DATA FOR ANALYSIS
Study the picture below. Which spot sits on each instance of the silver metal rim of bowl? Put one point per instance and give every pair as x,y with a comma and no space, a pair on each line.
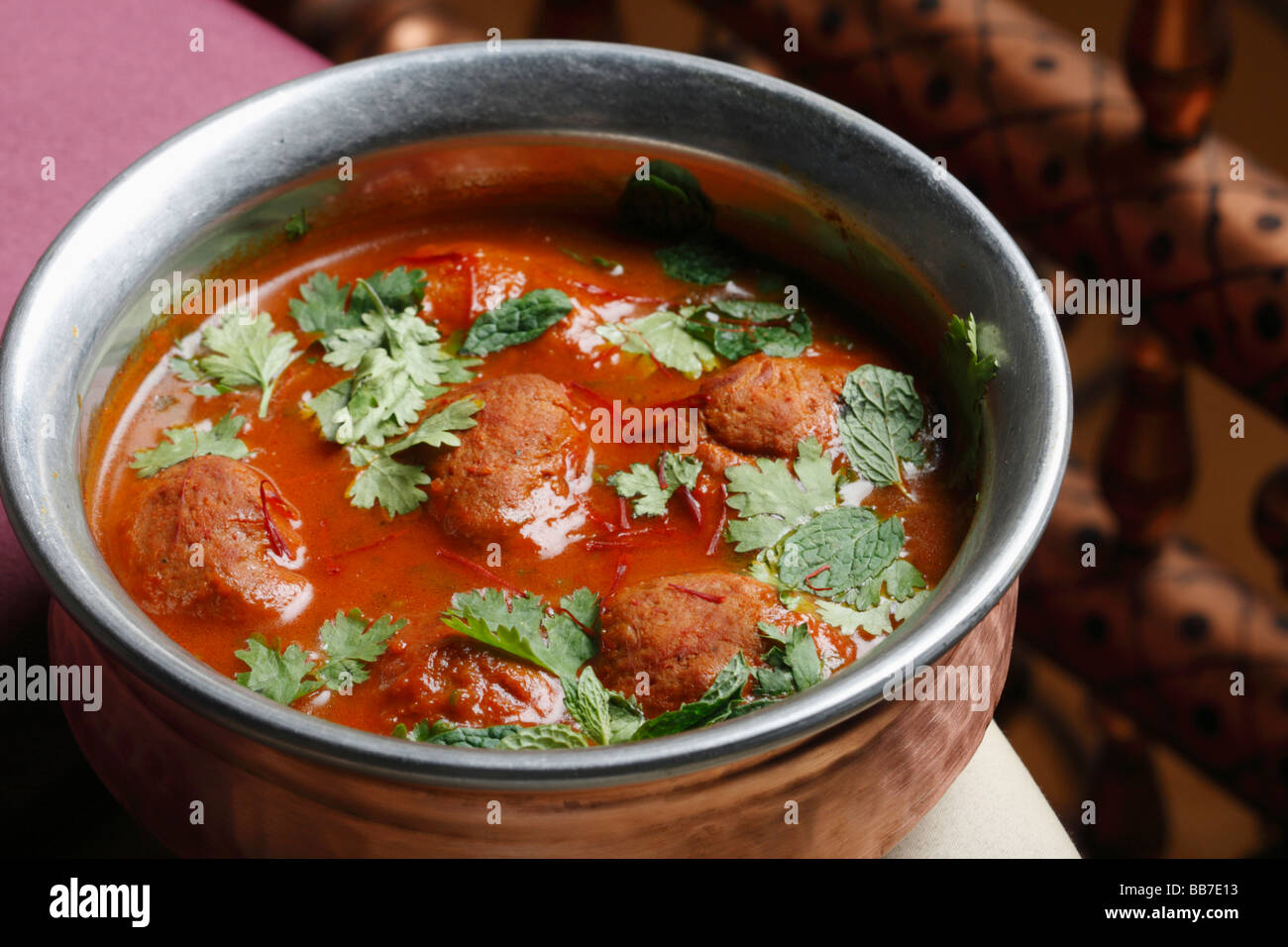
681,101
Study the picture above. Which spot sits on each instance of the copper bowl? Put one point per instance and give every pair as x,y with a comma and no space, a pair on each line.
433,132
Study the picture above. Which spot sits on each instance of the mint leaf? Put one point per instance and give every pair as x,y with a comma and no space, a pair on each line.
703,260
661,335
772,499
652,487
900,579
549,736
738,328
515,625
716,703
277,676
515,321
876,424
874,620
793,664
446,733
603,715
838,549
967,375
351,644
668,204
184,444
322,305
248,354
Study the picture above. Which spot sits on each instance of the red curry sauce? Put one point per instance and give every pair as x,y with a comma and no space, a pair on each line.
410,566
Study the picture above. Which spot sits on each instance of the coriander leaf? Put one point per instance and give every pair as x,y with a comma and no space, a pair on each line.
603,715
398,364
296,226
876,618
737,328
184,444
321,307
653,488
793,664
515,321
967,375
351,643
390,483
578,616
248,354
838,549
669,202
326,406
662,337
703,260
277,676
905,609
717,701
771,499
395,484
515,626
397,290
876,424
436,431
185,368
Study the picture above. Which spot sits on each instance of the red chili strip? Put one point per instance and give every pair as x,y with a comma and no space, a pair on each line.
816,587
590,393
720,523
696,399
603,521
605,354
623,562
364,549
704,596
481,570
275,540
695,506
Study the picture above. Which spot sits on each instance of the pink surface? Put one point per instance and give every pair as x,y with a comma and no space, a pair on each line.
94,84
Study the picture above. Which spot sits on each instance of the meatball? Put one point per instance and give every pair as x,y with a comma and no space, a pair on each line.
472,685
765,406
519,470
198,543
682,630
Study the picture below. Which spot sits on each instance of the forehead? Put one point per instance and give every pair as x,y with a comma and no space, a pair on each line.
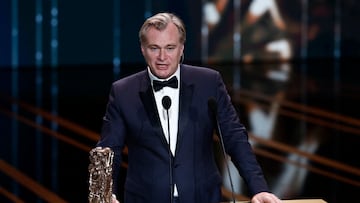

WHAT TO PRODUCE
The required output is every line from the one containing "of the pink" through the last line of the data above, restated exactly and without pictures.

RESPONSE FOR THIS EXERCISE
Study the picture above. Which spot sits on each instance of the pink surface? Put one point per instance and give every pair as x,y with a comma and no space, a pair on each line.
94,84
Study the picture above. Which spot sits on each instance of the meatball? Put one point per instance and give every pair as x,y with a comma and no space, a pair on each line.
472,685
765,406
519,470
198,543
682,630
Study the picture below. Which spot sits on each instance of the forehead? Put one point per instance and give every pair as x,y with a comma and no space, a pair on each line.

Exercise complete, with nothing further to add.